▶ EXERCISE
Copy each of the entries below, character for character, with no changes.

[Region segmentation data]

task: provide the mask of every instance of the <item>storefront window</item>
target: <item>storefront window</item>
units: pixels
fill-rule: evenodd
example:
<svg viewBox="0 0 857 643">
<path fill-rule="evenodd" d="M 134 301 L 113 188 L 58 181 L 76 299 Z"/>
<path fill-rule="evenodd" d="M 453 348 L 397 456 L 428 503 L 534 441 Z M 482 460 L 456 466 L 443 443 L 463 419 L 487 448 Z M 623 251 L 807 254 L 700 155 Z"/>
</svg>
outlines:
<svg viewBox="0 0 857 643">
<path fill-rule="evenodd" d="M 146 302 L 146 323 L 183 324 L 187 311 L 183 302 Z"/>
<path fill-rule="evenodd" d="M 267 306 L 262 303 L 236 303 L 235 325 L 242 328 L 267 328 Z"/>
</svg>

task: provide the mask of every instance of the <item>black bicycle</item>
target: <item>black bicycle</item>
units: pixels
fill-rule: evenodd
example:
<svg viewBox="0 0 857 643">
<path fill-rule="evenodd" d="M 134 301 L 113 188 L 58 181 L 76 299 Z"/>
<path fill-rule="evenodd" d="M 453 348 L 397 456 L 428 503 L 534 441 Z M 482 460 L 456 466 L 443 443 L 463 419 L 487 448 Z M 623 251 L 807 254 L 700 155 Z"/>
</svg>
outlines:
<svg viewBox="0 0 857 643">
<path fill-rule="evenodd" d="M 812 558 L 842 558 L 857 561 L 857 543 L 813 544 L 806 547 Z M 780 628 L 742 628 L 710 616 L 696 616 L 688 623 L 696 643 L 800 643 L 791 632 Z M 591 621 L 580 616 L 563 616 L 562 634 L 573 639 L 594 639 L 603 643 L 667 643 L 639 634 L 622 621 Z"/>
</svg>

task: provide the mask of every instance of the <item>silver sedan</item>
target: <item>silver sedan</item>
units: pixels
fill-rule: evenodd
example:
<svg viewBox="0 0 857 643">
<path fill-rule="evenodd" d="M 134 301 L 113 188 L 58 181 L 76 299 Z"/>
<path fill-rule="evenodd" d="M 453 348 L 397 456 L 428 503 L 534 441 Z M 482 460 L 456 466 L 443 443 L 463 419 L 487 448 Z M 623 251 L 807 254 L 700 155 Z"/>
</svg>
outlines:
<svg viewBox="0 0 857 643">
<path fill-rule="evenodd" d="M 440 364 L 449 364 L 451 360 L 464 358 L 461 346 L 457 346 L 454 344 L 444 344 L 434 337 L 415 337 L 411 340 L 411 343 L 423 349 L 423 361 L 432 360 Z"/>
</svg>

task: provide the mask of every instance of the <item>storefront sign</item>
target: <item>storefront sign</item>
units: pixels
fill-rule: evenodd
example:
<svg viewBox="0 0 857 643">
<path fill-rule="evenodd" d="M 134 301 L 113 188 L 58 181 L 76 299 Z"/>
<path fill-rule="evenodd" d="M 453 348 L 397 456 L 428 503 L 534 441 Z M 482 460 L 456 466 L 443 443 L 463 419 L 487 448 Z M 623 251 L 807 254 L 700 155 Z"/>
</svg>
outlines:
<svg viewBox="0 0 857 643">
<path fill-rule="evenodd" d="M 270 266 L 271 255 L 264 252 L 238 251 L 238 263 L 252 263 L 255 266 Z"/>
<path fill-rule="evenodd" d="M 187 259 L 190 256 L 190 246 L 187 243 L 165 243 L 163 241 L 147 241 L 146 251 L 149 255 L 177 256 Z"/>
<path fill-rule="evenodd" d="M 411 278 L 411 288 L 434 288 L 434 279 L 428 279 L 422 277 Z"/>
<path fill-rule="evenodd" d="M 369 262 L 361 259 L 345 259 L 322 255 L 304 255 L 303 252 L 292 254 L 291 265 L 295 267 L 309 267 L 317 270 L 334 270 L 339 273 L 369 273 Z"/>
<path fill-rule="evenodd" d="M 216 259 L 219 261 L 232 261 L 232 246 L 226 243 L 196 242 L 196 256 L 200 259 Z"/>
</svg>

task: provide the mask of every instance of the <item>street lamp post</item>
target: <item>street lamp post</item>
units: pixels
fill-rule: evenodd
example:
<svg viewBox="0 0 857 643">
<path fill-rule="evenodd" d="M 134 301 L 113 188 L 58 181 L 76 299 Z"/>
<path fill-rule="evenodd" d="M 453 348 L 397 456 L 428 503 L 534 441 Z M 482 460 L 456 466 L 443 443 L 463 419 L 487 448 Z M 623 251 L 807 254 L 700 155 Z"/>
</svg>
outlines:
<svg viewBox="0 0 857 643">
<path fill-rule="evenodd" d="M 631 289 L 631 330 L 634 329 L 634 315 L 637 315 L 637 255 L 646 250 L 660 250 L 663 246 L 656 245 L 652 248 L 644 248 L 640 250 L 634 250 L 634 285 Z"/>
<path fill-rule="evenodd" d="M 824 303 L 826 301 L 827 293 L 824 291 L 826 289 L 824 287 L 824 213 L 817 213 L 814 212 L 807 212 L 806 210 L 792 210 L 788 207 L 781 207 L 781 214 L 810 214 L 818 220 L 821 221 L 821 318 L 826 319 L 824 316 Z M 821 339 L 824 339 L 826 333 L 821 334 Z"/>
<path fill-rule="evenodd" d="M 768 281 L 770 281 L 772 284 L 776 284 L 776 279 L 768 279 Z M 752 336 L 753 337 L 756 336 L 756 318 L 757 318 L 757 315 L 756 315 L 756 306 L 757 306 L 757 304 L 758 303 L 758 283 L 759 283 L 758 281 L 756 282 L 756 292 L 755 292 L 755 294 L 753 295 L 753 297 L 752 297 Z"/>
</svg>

▶ THE ANSWER
task: provide the mask of every instance of the <item>storefront window</item>
target: <item>storefront window</item>
units: pixels
fill-rule: evenodd
example:
<svg viewBox="0 0 857 643">
<path fill-rule="evenodd" d="M 134 301 L 113 188 L 58 181 L 76 299 Z"/>
<path fill-rule="evenodd" d="M 453 348 L 397 456 L 428 503 L 534 441 Z M 482 460 L 456 466 L 443 443 L 463 419 L 487 448 Z M 623 251 L 807 254 L 700 155 Z"/>
</svg>
outlines:
<svg viewBox="0 0 857 643">
<path fill-rule="evenodd" d="M 146 302 L 146 323 L 183 324 L 187 311 L 183 302 Z"/>
<path fill-rule="evenodd" d="M 267 306 L 262 303 L 236 303 L 235 325 L 242 328 L 267 328 Z"/>
</svg>

task: provide the mask of every instance of the <item>black bicycle</item>
target: <item>black bicycle</item>
units: pixels
fill-rule: evenodd
example:
<svg viewBox="0 0 857 643">
<path fill-rule="evenodd" d="M 134 301 L 113 188 L 58 181 L 76 299 Z"/>
<path fill-rule="evenodd" d="M 453 348 L 397 456 L 428 503 L 534 441 Z M 482 460 L 456 466 L 443 443 L 463 419 L 487 448 Z M 623 251 L 807 254 L 700 155 Z"/>
</svg>
outlines:
<svg viewBox="0 0 857 643">
<path fill-rule="evenodd" d="M 812 558 L 842 558 L 857 561 L 857 543 L 813 544 L 806 547 Z M 780 628 L 742 628 L 710 616 L 696 616 L 688 623 L 696 643 L 800 643 L 791 632 Z M 591 621 L 580 616 L 563 616 L 562 634 L 573 639 L 594 639 L 603 643 L 667 643 L 639 634 L 622 621 Z"/>
</svg>

task: provide the mask of every instance of the <item>silver sedan</item>
target: <item>silver sedan</item>
units: pixels
fill-rule: evenodd
example:
<svg viewBox="0 0 857 643">
<path fill-rule="evenodd" d="M 134 301 L 113 188 L 58 181 L 76 299 Z"/>
<path fill-rule="evenodd" d="M 453 348 L 397 456 L 428 503 L 534 441 Z M 482 460 L 456 466 L 443 443 L 463 419 L 487 448 Z M 623 251 L 807 254 L 700 155 Z"/>
</svg>
outlines:
<svg viewBox="0 0 857 643">
<path fill-rule="evenodd" d="M 440 364 L 449 364 L 451 360 L 464 358 L 461 346 L 457 346 L 454 344 L 444 344 L 434 337 L 415 337 L 411 340 L 411 343 L 423 349 L 423 361 L 432 360 Z"/>
</svg>

task: provide the mask of every instance of the <item>storefront sign</item>
target: <item>storefront sign</item>
units: pixels
fill-rule: evenodd
example:
<svg viewBox="0 0 857 643">
<path fill-rule="evenodd" d="M 134 301 L 113 188 L 58 181 L 76 299 Z"/>
<path fill-rule="evenodd" d="M 453 348 L 397 456 L 428 503 L 534 441 Z M 482 460 L 456 466 L 443 443 L 463 419 L 487 448 Z M 623 251 L 807 254 L 700 155 Z"/>
</svg>
outlines:
<svg viewBox="0 0 857 643">
<path fill-rule="evenodd" d="M 270 266 L 271 255 L 264 252 L 238 251 L 238 263 L 252 263 L 255 266 Z"/>
<path fill-rule="evenodd" d="M 187 259 L 190 256 L 190 246 L 187 243 L 165 243 L 163 241 L 147 241 L 146 251 L 149 255 L 177 256 Z"/>
<path fill-rule="evenodd" d="M 411 278 L 411 288 L 434 288 L 434 279 L 428 279 L 422 277 Z"/>
<path fill-rule="evenodd" d="M 369 262 L 361 259 L 345 259 L 322 255 L 304 255 L 303 252 L 292 254 L 291 265 L 295 267 L 309 267 L 317 270 L 334 270 L 339 273 L 369 273 Z"/>
<path fill-rule="evenodd" d="M 216 259 L 219 261 L 232 261 L 232 246 L 226 243 L 196 242 L 196 256 L 200 259 Z"/>
</svg>

task: provide the mask of every instance of the <item>street lamp post</item>
target: <item>street lamp post</item>
units: pixels
fill-rule: evenodd
example:
<svg viewBox="0 0 857 643">
<path fill-rule="evenodd" d="M 134 301 L 113 188 L 58 181 L 76 299 Z"/>
<path fill-rule="evenodd" d="M 453 348 L 397 456 L 428 503 L 534 441 Z M 482 460 L 456 466 L 443 443 L 463 419 L 487 448 Z M 623 251 L 807 254 L 700 155 Z"/>
</svg>
outlines:
<svg viewBox="0 0 857 643">
<path fill-rule="evenodd" d="M 631 289 L 631 330 L 634 329 L 634 315 L 637 315 L 637 255 L 646 250 L 660 250 L 663 246 L 656 245 L 652 248 L 644 248 L 640 250 L 634 250 L 634 285 Z"/>
<path fill-rule="evenodd" d="M 824 303 L 826 301 L 827 293 L 824 291 L 826 289 L 824 287 L 824 213 L 817 213 L 814 212 L 807 212 L 806 210 L 792 210 L 788 207 L 781 207 L 781 214 L 810 214 L 818 220 L 821 221 L 821 318 L 826 319 L 824 316 Z M 821 339 L 824 339 L 826 333 L 821 334 Z"/>
<path fill-rule="evenodd" d="M 768 281 L 770 281 L 772 284 L 776 284 L 776 279 L 768 279 Z M 752 336 L 753 337 L 756 336 L 756 318 L 757 318 L 757 315 L 756 315 L 756 306 L 757 306 L 757 304 L 758 303 L 758 283 L 759 283 L 758 281 L 756 282 L 756 292 L 755 292 L 755 294 L 753 295 L 753 297 L 752 297 Z"/>
</svg>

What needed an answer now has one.